• ESTRATTO
────────────────────────────────────────

Laura è una Dea, non è ancora una donna; voglio farvelo sentire. Ecco innanzi a voi sul palcoscenico un’attrice: chi è costei? Giulietta, Desdemona, Antigone, Fedra, non sapete ancora chi ella sia. Datele le vezzose forme di Laura, quegli occhi, quelle chiome, quel riso, quell’incesso, quelle attitudini; il pittore prende il pennello e dipinge; il poeta guarda ed aspetta. Il poeta dice: — Tu sei forse l’ultima parola del pittore, tu non sei per me che appena la prima parola. Il pittore ti può ben rappresentare, perché ha il colore, che può nell’unitá dello spazio riprodurre l’unitá della tua persona; a questo la parola è fioca, e cento Omeri non valgono un Raffaello — . Ma la parola è un’arme più possente, che può rappresentare quello che pensi e senti. Se non vuoi esser solo una creatura pittorica, se vuoi essere una poesia, parla ed opera. Ecco incomincia il dramma, i suoi gesti si animano, i colori le si alternano sul volto, ella odia, ella ama, ella si sdegna, ella ha paura; dal grembo della Dea spunta la donna, ed il poeta prende la penna. Laura è l’attrice prima che incominci il dramma; non è ancora né madre, né sposa, né amante; non è la tale donna nel tale e tale momento della vita; la sua anima è un libro chiuso, sempre muta, sempre uguale, è quasi ancora natura, non è spirito. Di qui quella quietudine d’aspetto che è proprio della natura, e che esprime assenza di moto o di passione. Certo, questa quietudine, che negli esseri umani si chiamerebbe riposo o calma, è di un alto interesse estetico: è la forma della dignitá e della forza:
A guisa di leon quando si posa. |
Tale è il riposo che trovate nella fronte di un Dio; ma appunto per questo la forma dee essere piena di senso, non una petrificarione; dee supporre un contrasto vinto da una volontá superiore, o la coscienza tranquilla della forza, la confidenza. Laura è onesta, pura, casta; ma queste qualitá rimangono delle nozioni astratte, e non penetrano nella rappresentazione, si che non si può dire propriamente che viva, cioè che si trovi in un tale stato di volontá, con un tale scopo. E in mezzo agli avvenimenti, e ne resta al di fuori; è a contatto colle passioni, e vi si tiene al di sopra; è nella terra, ed alcuna miseria terrena non la tange; non t’aspetti quasi ch’ella potesse morire:
In Dea non credev’io regnasse Morte. |
Bella a farne una statua o un ritratto, bella in un sonetto; ma, a lungo andare, nell’incessante ripetizione delle stesse immagini, ti senti stanco, perché la sua anima rimane vuota di ogni movimento.

────────────────────────────────────────

• SEZIONE DATI
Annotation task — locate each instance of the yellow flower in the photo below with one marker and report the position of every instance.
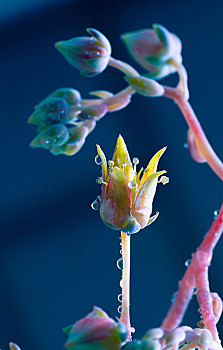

────────────────────────────────────────

• COSA FARETE
**A.** Elencate i personaggi femminili che l'estratto su Laura nomina come possibili identità dell'attrice sul palcoscenico.
**B.** Proseguite l'estratto su Laura a partire dalla sua ultima frase.

• RISPOSTE
**A.** Giulietta, Desdemona, Antigone, Fedra

**B.**
Oggi che la poesia ha condotta la storia della donna si avanti, oggi che siamo giunti sino a Fanny e Bovary, Laura non ci può contentare. Quella sopraumana beatitudine, che si traduce nella immutabile serenitá delle forme, ci par fredda e stupida. Ma, se possiamo spogliarci di noi e de’ nostri tempi, non ci faremo senza un vivo interesse a considerare la donna nel suo stato quasi ancora di formazione, cosí come le prime volte è stata abbozzata dalla poesia moderna. Troveremo allora che questa Laura, la quale sembra si povera allo spirito moderno, è la creatura piú reale che il Medio evo, posto quel concetto, poteva produrre, reale come qual altra voi vi vogliate creatura poetica. Reale non solo in sé, ma ben piú nel Petrarca; non in quello che sente, ma in quello che fa sentire, perché, se Laura è una Dea, Petrarca è un uomo. È noto l’amore di un prigioniero per una pianta; quella pianta vive e sente, è una creatura umana nell’anima del prigioniero. Che importa che l’idolo adorato sia un vitello d’oro? quell’idolo ha la sua realtá nella coscienza del divoto. Laura non è un essere che stia da sé; è per il Petrarca e col Petrarca. Per uno sforzo d’astrazione abbiamo potuto scompagnamela, abbiamo potuto interrogarla: — Chi sei? — . Ed abbiamo ottenuto il concetto e la forma astratta di Laura. Ma quelle forme sono intimamente legate con le illusioni e i sentimenti che svegliano; ma queste illusioni e questi sentimenti sono una parte della vita di Laura. La vita di Dio è non pure quello che fa, ma piú quello che fa pensare e sentire e fare all’uomo. Perciò nello spirito del lettore non ci è mai una Laura, o, se ci è, sará fratto di una riflessione posteriore. Nello spirito del lettore, ci è Laura, come sembra al Petrarca, e come opera su di lui; tutto è subbiettivo e Urico. Le chiome d’oro, la luce degli occhi, il suo andare, voi lo vedete in correlazione con le impressioni dell’amante, nelle quali è il principale interesse. Erano passati quindici anni, e Laura non era piú quella, e gli amici si maravighavano come il poeta l’amasse ancora con la stessa tenacitá. — E vero, risponde il poeta, i suoi occhi sono scarsi di luce: forse non è piú tale: ma che fa?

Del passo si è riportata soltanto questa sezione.